• **READING TEXT**
## begin

Without the mails which detail how these hacks work, one could imagine that the IPCC could be made “hack proof” merely by adopting more controls and a more open process. The mails, however, indicate that the science publishing process has also been hacked. Editors have been compromised, and the system of peer review has been corrupted. Very simply, one can make the IPCC process as open and transparent as one likes, but as long as it is fed by a corrupt journal process, you will still get garbage science out of the IPCC process. And further, you could reform the journals all you like and the process can still be corrupted by the individual influential researcher who hides his data and his code.
Eleven Mails
The 11 mails mentioning Pachauri by name, only give hints at how the system was worked to his advantage. Reading them now in hindsight is instructive. The first from Rob Stewart to Pachauri in 1998, before Pachuari’s tenure begins, details the process of communicating about IPCC matters. As it notes, all communication should happen within the structures set up so that a traceable chain of evidence can be created. As the Climategate files show, this policy was violated, violated precisely so that the 4th assessment could be shaped in a way not reflected in the underlying science.

## end

• **SOURCE DATA**

## begin

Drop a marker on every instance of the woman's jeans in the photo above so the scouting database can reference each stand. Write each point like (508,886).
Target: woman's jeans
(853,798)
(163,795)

## end

• **TASKS TO PERFORM**
**1.** In the passage on the IPCC and the leaked mails, who sent the first mail to Pachauri, and in what year?
**2.** Please continue the passage on the IPCC and the leaked mails from where it stops.

• **THE REPLIES**
**1.** Rob Stewart sent it, in 1998.

**2.**
In the second mail Pachauri invites Hulme to a conference, initiating a relationship with Hulme that will culminate in Pachauri and Hulme working together to on UEA’s effort to win a government bid on the creation of a climate change center in England, as detailed in the third mail in the stack. That effort results in the founding of the Tyndall Center, a center named no less than 11 times in the mails.
The interests of Hulme and Pachauri are clear. Use the science arm at CRU to drive conclusions in the IPCC that will drive funding into Tyndall and drive money into TERI, Pachauri’s organization, and CRU. The important of funding should not be underestimated. Money works to corrupt science, not by changing the answer, but by changing the questions that get asked.
The fourth mail shows some of the TERI organization’s interests and one can see from the articles promoted in their newsletter that the agenda is clearly one of using the threat of climate change to drive a particular developing nation agenda.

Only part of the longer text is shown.